EXTRACT PROVIDED -

Here's what we use to feed at the fair.

We bought planters from Dollar General on clearance, I think $2 or so each.  They're the metal kind that have that brown "natural" mat liner in them.  We take out the liner and hang them in our pens for hay feeders.

Works great.  Done it for two summers now.

Depending on the shape of the planter, some come with handy hanging chains that we can use.  Other kinds we usually zip tie to the pen.


----------



## julierx1 (Jan 1, 2013)

LOL   Im so glad there are others out there that use whatever they can find!! For my main herd I set a roll of hay out and keep the top covered and the twine on it until they really start to dig in. Then I remove the twines and smash it down as we go keeping the top covered so they will stay out and water will to!!  In my kidding stall I found these basket looking things laying around the farm that are my 93 yr. old father in law's. I took bailer twine and hang them in the corner of each stall and fill them up. I finallt goat around to asking my husband ( who is 20 yrs. older than I) what they actually were and he told me they were egg baskets!!! Lol 

We have tons around here and they work out great for me at no cost or waste!!!


----------



## 20kidsonhill (Jan 2, 2013)

gibbsgirl said:
			
		

> Here's what we use to feed at the fair.
> 
> We bought planters from Dollar General on clearance, I think $2 or so each.  They're the metal kind that have that brown "natural" mat liner in them.  We take out the liner and hang them in our pens for hay feeders.
> 
> ...


That is a good idea.  Our market lamb and goats don't get any hay, but when we show in the open class I never now where to put the hay, we don't have enough of those expensive hanging feeders for hay and grain.  I will for sure try to remember that idea.


----------

PROMPT - According to the forum thread, where were the planters used as hay feeders bought?

COLLECTED DATA -

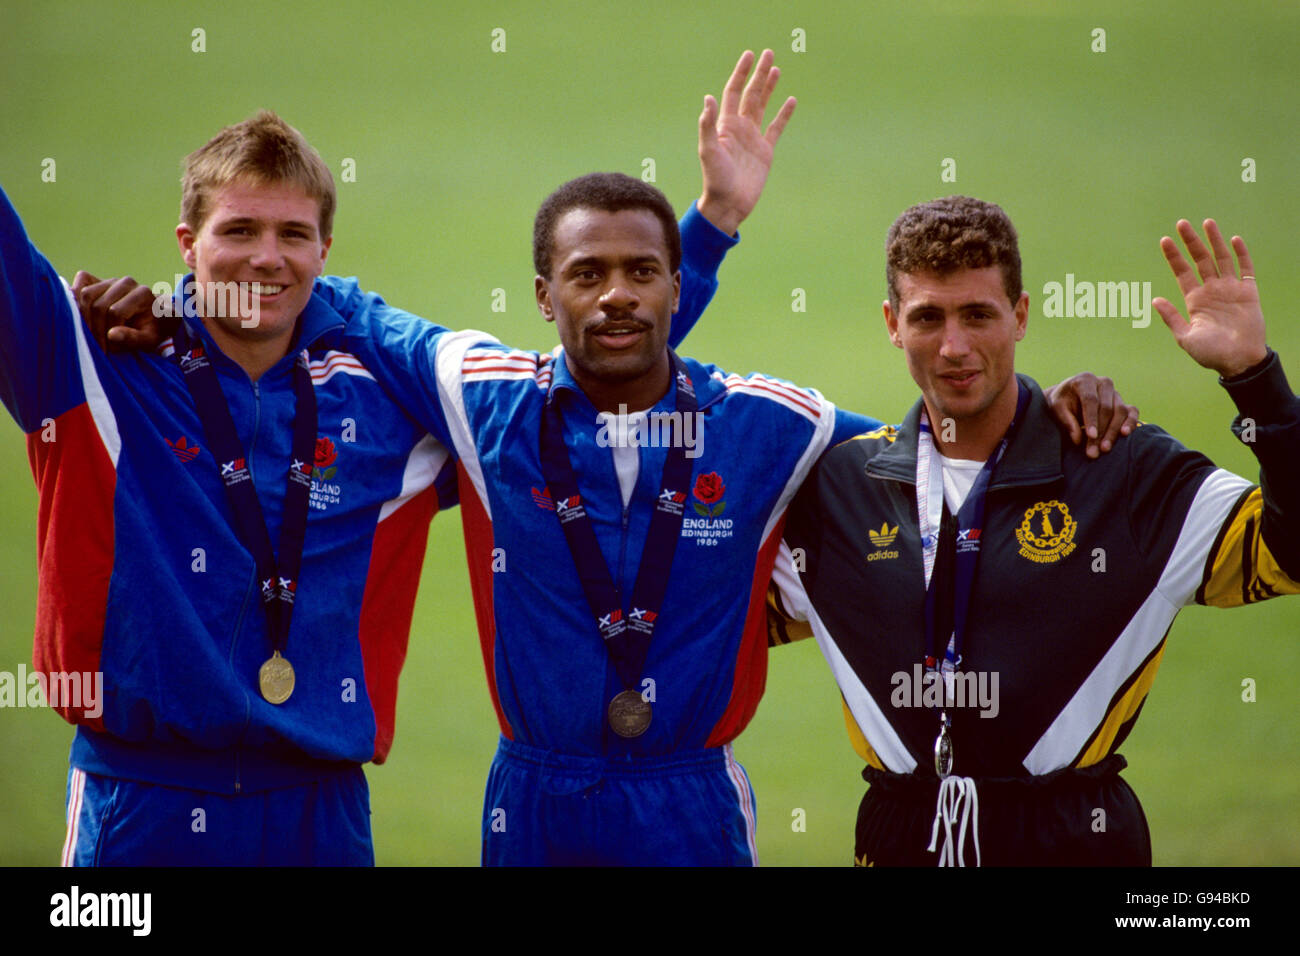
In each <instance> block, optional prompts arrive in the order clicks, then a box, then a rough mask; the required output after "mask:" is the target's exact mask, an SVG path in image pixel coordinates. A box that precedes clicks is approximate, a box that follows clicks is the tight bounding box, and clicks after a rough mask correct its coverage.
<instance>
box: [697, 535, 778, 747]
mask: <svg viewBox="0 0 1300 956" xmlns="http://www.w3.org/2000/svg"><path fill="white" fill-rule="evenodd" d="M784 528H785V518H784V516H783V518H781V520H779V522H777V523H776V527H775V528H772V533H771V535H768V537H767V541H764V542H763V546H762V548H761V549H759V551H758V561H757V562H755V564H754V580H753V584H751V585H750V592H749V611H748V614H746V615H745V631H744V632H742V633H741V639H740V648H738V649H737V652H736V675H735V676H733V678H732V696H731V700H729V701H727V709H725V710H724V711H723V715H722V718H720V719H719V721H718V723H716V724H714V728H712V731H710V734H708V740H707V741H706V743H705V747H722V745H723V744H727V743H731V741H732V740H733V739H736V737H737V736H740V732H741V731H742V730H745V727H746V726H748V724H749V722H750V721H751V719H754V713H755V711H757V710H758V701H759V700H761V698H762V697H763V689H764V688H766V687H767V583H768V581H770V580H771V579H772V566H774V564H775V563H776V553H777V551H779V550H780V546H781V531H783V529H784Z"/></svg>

ANSWER TO THIS EXERCISE - They were bought from Dollar General on clearance.